(Entries from an annotation dataset)
'''

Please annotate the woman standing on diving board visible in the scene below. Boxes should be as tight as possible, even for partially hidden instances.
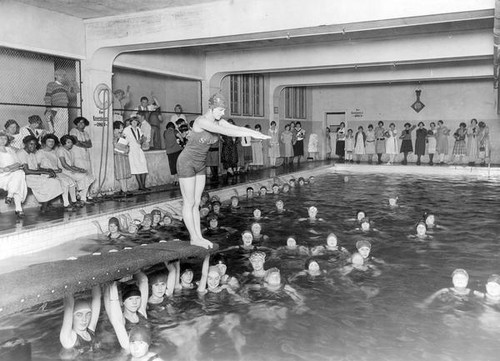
[177,94,271,248]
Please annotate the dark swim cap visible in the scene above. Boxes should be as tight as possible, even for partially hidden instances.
[128,326,151,345]
[122,285,142,302]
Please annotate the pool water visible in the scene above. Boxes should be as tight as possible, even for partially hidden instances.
[0,173,500,361]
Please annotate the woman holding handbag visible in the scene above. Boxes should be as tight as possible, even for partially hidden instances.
[113,120,132,195]
[123,117,149,191]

'''

• **Task instructions**: Rewrite the entries from the line containing "Please annotate the dark" through the end of the entries, substituting "shoulder bag" for "handbag" and leaving everything else unchanged.

• **Output below**:
Please annotate the dark swim cap visible in the scene above. Boxes should be as tight as possible, even for partially hidden instances.
[128,326,151,345]
[122,285,142,302]
Please annotate the pool water visible in the scene above. Boxes should be as tight as possible, even for partially hidden instances.
[0,173,500,361]
Please annotate the woman holding shoulder bag visible in the scene above. Boxes should be as tight as possible, even for partially hidden instances.
[113,120,132,195]
[123,117,149,191]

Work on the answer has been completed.